Aim. Copy the records from the line that contains "Every instance of the mossy" through the line that contains "[[582, 309]]", changing "single dot" to "single point" and leaving everything else unchanged. Give only those lines.

Input records.
--*--
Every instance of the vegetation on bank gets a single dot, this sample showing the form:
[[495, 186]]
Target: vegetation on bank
--*--
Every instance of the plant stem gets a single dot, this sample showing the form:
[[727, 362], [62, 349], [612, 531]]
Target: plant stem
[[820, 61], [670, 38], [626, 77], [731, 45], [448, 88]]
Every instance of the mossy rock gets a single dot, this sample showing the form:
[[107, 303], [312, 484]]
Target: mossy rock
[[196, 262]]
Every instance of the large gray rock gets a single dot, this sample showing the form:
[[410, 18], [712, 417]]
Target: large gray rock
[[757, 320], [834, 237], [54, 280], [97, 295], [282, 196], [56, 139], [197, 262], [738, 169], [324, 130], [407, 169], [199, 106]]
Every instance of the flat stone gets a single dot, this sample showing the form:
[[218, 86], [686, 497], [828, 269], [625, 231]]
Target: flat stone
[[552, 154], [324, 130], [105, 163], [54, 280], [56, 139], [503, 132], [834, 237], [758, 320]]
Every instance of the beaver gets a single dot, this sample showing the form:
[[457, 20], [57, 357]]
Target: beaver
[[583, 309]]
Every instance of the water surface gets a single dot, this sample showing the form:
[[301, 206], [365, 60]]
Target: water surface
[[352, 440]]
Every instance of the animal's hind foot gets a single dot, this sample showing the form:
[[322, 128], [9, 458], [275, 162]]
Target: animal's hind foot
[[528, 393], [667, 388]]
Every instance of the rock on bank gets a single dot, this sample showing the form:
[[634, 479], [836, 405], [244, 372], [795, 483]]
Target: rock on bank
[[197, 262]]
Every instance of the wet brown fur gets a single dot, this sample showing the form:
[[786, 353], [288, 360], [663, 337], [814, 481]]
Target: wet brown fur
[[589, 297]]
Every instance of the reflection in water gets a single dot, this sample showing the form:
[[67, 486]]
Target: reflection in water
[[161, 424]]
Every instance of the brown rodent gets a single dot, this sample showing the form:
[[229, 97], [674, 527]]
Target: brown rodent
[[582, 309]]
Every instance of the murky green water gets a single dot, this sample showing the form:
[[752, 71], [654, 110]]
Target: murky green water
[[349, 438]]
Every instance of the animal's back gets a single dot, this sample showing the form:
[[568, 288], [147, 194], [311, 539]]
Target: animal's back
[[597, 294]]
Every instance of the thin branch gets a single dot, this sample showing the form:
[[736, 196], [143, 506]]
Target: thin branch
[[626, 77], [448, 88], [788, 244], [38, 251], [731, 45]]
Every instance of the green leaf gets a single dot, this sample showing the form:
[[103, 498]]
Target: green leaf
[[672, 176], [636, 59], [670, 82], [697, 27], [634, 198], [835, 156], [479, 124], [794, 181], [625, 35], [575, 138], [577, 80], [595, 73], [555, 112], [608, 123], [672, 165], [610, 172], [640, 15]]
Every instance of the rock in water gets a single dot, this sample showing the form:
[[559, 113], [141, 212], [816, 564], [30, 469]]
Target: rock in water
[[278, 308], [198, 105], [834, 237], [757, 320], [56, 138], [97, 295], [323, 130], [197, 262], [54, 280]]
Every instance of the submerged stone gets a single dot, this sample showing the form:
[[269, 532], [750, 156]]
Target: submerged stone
--*--
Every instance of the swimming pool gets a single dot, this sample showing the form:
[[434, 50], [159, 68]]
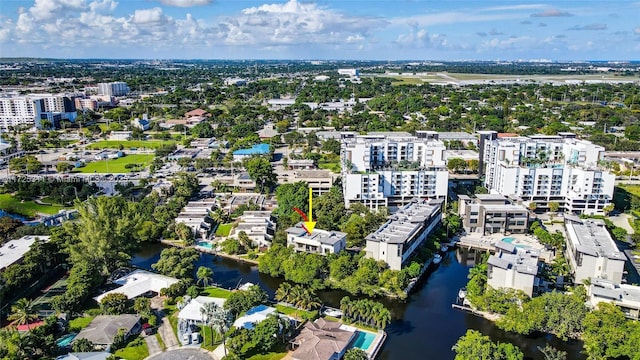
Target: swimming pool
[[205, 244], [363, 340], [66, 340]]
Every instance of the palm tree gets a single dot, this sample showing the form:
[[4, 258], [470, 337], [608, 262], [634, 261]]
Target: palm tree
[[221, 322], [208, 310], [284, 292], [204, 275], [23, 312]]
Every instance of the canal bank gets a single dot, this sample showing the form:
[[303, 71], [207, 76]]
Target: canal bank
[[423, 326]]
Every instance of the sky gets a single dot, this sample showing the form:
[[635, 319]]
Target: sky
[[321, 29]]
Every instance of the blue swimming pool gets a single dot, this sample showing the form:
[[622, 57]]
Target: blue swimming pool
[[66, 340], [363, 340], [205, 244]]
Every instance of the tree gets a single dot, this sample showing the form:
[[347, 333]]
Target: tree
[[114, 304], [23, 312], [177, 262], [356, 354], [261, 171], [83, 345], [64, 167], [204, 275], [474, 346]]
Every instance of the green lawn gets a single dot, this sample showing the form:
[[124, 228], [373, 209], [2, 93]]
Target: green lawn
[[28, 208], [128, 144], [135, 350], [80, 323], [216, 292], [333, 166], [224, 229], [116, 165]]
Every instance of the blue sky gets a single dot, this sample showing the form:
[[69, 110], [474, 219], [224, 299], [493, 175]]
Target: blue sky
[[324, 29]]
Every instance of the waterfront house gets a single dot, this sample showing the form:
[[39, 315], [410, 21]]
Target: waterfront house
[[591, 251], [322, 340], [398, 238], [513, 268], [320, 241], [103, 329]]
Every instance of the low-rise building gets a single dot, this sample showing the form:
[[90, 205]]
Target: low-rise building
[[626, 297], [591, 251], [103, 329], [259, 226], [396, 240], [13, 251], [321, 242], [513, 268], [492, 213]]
--*--
Solution.
Every instance of the mossy rock gets a single point, this sample showing the form:
[[107, 303], [312, 484]]
Target: mossy rock
[[196, 262]]
Every instance of the large gray rock gets a single point, this sample showing the form:
[[410, 18], [712, 417]]
Target: large gray rock
[[757, 320], [834, 237], [54, 280], [97, 295], [282, 196], [56, 139], [197, 262], [738, 169], [324, 130], [407, 169], [199, 106]]
Every instance of the flat stone gets a single point, this sample showing the form:
[[218, 86], [686, 497], [828, 269], [625, 231]]
Target: flat stone
[[552, 154], [324, 130], [105, 163], [54, 280], [56, 139], [503, 132], [834, 237], [758, 320]]
Every instance of the beaver gets a single point, this sample showing the form:
[[457, 20], [57, 357]]
Target: beaver
[[583, 309]]
Every instance of the water surface gets a single point, this sample showing the form:
[[301, 206], [365, 60]]
Target: water surface
[[352, 440]]
Every instance of the animal's hind foot gets a single point, this sample showing the form:
[[322, 128], [9, 458], [275, 162]]
Target: animal's hind foot
[[528, 393], [667, 388]]
Every instance of the rock on bank gets a single point, this sample showing the form:
[[634, 479], [836, 405], [244, 372], [795, 483]]
Target: rock on bank
[[197, 262]]
Every instance of the wet brown fur gets a single point, this sample showing the form:
[[786, 353], [288, 360], [663, 337], [814, 481]]
Target: wet brown fur
[[589, 297]]
Every instance of the reflection in water gets a single point, this sample showing the form:
[[67, 486]]
Target: reflection in water
[[161, 424]]
Every instance of the brown rodent gets a single point, this sample showing the form:
[[229, 97], [674, 527]]
Target: brown rodent
[[582, 309]]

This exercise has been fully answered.